PROVIDED TEXT:
Content-management Systems are Wasted on the Government

Content-Management Systems (CMSs) are designed to facilitate the collaborative editing of a web site by domain experts. Unfortunately some management structures make CMSs useless or worse, leading to wasted effort. Here’s why.

1. How CMSs are Supposed to Work

Drupal is as good an example as any. It has a standard workflow that is designed to be useful in the common case where content is continually updated: each node can be drafted separately and only published when ready; new revisions of individual nodes can be worked on while the old revision is still the published one; the default front page is a list of latest additions; nodes can be tagged with keywords, and keywords used to browse nodes by subject.

With these basic building blocks you can create a site in the styles that are common on the web—an up-to-the-minute news blog, or a collection of textbook pages with a ‘what’s new’ page to encourage regular visits, a product catalogue with shopping cart for e-commerce, a mess of forums, and so on.

RECORDS SHOWN:
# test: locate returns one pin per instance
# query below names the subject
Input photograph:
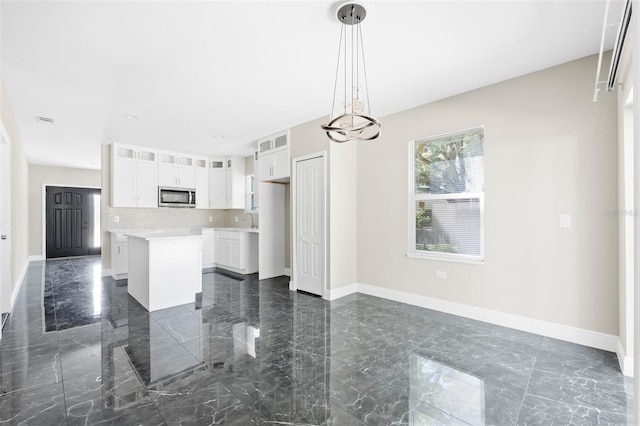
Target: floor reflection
(253, 352)
(442, 395)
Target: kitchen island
(165, 268)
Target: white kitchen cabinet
(208, 247)
(176, 170)
(202, 182)
(119, 255)
(217, 183)
(275, 167)
(236, 183)
(255, 184)
(274, 157)
(236, 250)
(134, 176)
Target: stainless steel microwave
(176, 197)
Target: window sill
(444, 258)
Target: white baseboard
(339, 292)
(567, 333)
(626, 362)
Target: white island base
(165, 269)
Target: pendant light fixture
(353, 121)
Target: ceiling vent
(47, 120)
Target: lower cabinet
(119, 255)
(236, 250)
(208, 242)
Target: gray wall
(549, 150)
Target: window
(446, 204)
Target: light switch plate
(565, 221)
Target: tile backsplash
(139, 218)
(121, 218)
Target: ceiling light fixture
(43, 119)
(354, 121)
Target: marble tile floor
(78, 350)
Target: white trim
(594, 339)
(325, 273)
(626, 362)
(339, 292)
(16, 290)
(442, 258)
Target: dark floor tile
(542, 411)
(42, 405)
(29, 367)
(254, 352)
(203, 403)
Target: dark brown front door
(70, 222)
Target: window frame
(413, 198)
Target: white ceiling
(191, 70)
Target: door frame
(7, 287)
(294, 221)
(43, 213)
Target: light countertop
(155, 235)
(252, 230)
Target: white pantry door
(310, 232)
(5, 225)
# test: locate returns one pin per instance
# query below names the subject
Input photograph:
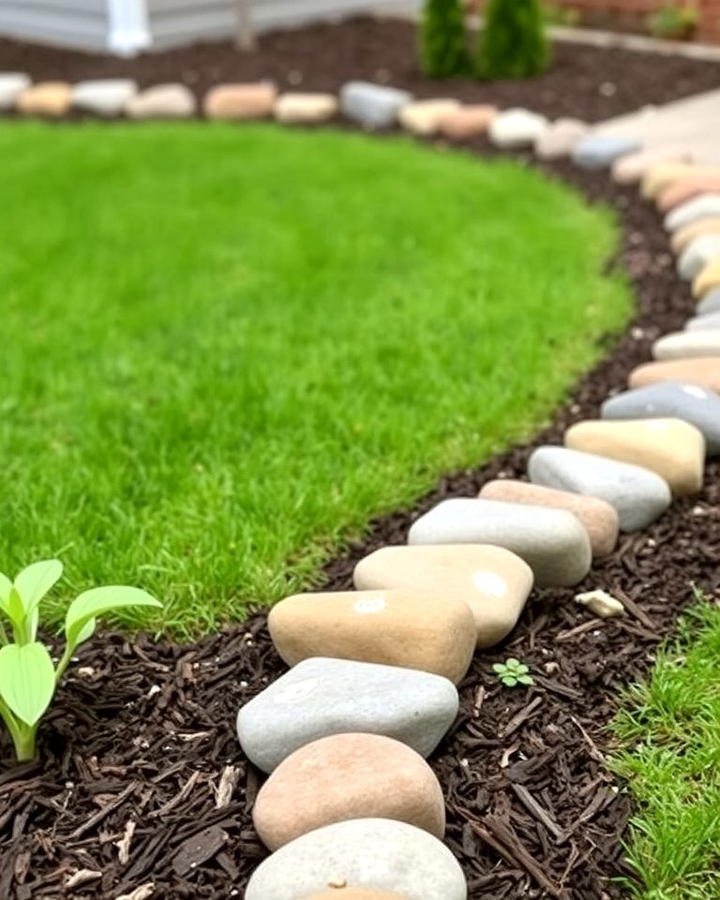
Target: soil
(141, 780)
(588, 82)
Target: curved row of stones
(350, 807)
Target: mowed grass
(226, 348)
(670, 735)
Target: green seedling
(28, 677)
(512, 672)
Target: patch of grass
(226, 348)
(670, 734)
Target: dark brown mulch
(588, 82)
(142, 732)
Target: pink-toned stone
(599, 518)
(49, 99)
(240, 102)
(467, 121)
(672, 448)
(494, 582)
(703, 371)
(686, 189)
(421, 630)
(348, 776)
(631, 168)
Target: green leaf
(36, 580)
(27, 680)
(98, 601)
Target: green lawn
(225, 348)
(670, 736)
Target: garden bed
(142, 731)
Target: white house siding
(70, 23)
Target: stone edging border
(395, 839)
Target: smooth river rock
(377, 854)
(690, 402)
(599, 519)
(48, 99)
(163, 101)
(516, 128)
(467, 121)
(685, 189)
(417, 630)
(683, 237)
(106, 97)
(698, 254)
(706, 206)
(348, 776)
(303, 109)
(710, 303)
(551, 541)
(638, 495)
(494, 582)
(687, 345)
(707, 280)
(631, 168)
(372, 105)
(320, 697)
(12, 84)
(704, 372)
(672, 448)
(598, 151)
(240, 102)
(423, 117)
(560, 137)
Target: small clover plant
(28, 677)
(512, 672)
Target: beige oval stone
(348, 776)
(239, 102)
(423, 116)
(50, 99)
(659, 177)
(672, 448)
(703, 371)
(599, 518)
(631, 168)
(297, 108)
(708, 279)
(685, 236)
(342, 892)
(492, 581)
(467, 121)
(686, 188)
(418, 630)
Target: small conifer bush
(443, 40)
(513, 43)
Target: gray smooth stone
(709, 322)
(638, 495)
(373, 105)
(551, 541)
(709, 303)
(680, 400)
(321, 697)
(600, 151)
(706, 206)
(698, 254)
(363, 853)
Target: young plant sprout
(28, 677)
(512, 672)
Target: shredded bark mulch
(591, 83)
(141, 782)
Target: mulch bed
(141, 780)
(588, 82)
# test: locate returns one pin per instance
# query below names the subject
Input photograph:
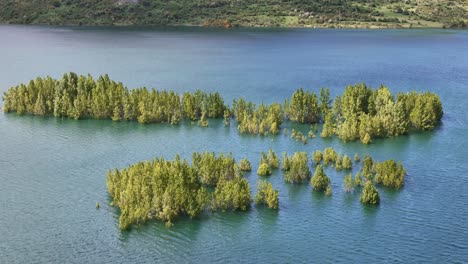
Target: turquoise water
(52, 171)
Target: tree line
(296, 170)
(360, 113)
(166, 189)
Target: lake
(52, 171)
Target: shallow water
(52, 171)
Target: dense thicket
(262, 120)
(369, 194)
(267, 195)
(360, 113)
(389, 173)
(296, 167)
(81, 96)
(164, 190)
(320, 181)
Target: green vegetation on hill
(229, 13)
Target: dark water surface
(52, 171)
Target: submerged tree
(320, 181)
(390, 173)
(299, 169)
(369, 194)
(244, 165)
(267, 195)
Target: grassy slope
(293, 13)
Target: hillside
(246, 13)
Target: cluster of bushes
(81, 96)
(296, 168)
(162, 189)
(263, 120)
(266, 195)
(267, 163)
(330, 157)
(361, 113)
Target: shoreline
(351, 26)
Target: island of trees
(360, 113)
(167, 189)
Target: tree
(273, 160)
(367, 169)
(299, 169)
(389, 173)
(264, 170)
(286, 162)
(347, 164)
(320, 180)
(267, 195)
(349, 183)
(324, 101)
(369, 194)
(329, 156)
(317, 157)
(244, 165)
(232, 195)
(356, 157)
(203, 122)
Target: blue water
(52, 171)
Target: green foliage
(339, 163)
(227, 117)
(329, 156)
(273, 160)
(328, 191)
(165, 190)
(156, 189)
(389, 173)
(360, 113)
(320, 181)
(262, 120)
(244, 165)
(232, 195)
(267, 195)
(264, 170)
(303, 107)
(427, 111)
(367, 170)
(356, 158)
(269, 13)
(328, 128)
(347, 163)
(317, 157)
(203, 122)
(357, 179)
(325, 102)
(369, 194)
(299, 170)
(286, 162)
(212, 169)
(349, 183)
(81, 96)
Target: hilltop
(244, 13)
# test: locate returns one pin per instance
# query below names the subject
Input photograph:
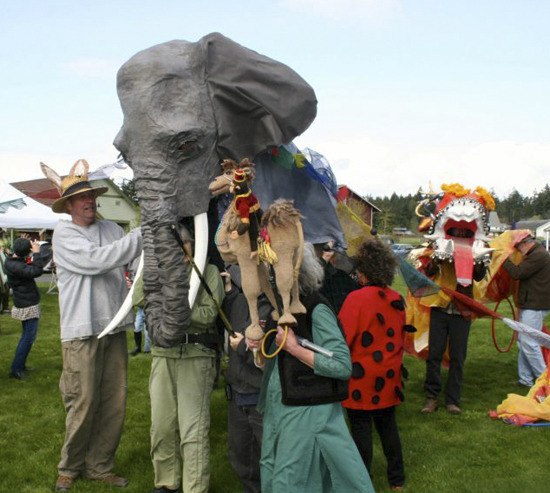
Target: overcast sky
(409, 91)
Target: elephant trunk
(165, 285)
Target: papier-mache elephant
(187, 106)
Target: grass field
(443, 453)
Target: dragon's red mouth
(463, 234)
(460, 229)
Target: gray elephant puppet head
(186, 106)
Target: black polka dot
(366, 339)
(399, 394)
(398, 304)
(357, 371)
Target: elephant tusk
(126, 306)
(201, 249)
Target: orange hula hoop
(265, 354)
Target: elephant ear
(258, 102)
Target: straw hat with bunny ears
(76, 182)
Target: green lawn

SET PROBLEM 1:
In the article on content-management systems, what does Drupal's default front page show?
SET PROBLEM 2:
List every site style the article on content-management systems names as common on the web.
SET PROBLEM 3:
From the article on content-management systems, extract the part that opens with the words containing "Content-Management Systems (CMSs)" and closes with "effort. Here’s why.".

FULL OUTPUT 1:
A list of latest additions.

FULL OUTPUT 2:
- An up-to-the-minute news blog
- A collection of textbook pages with a 'what's new' page to encourage regular visits
- A product catalogue with shopping cart for e-commerce
- A mess of forums

FULL OUTPUT 3:
Content-Management Systems (CMSs) are designed to facilitate the collaborative editing of a web site by domain experts. Unfortunately some management structures make CMSs useless or worse, leading to wasted effort. Here’s why.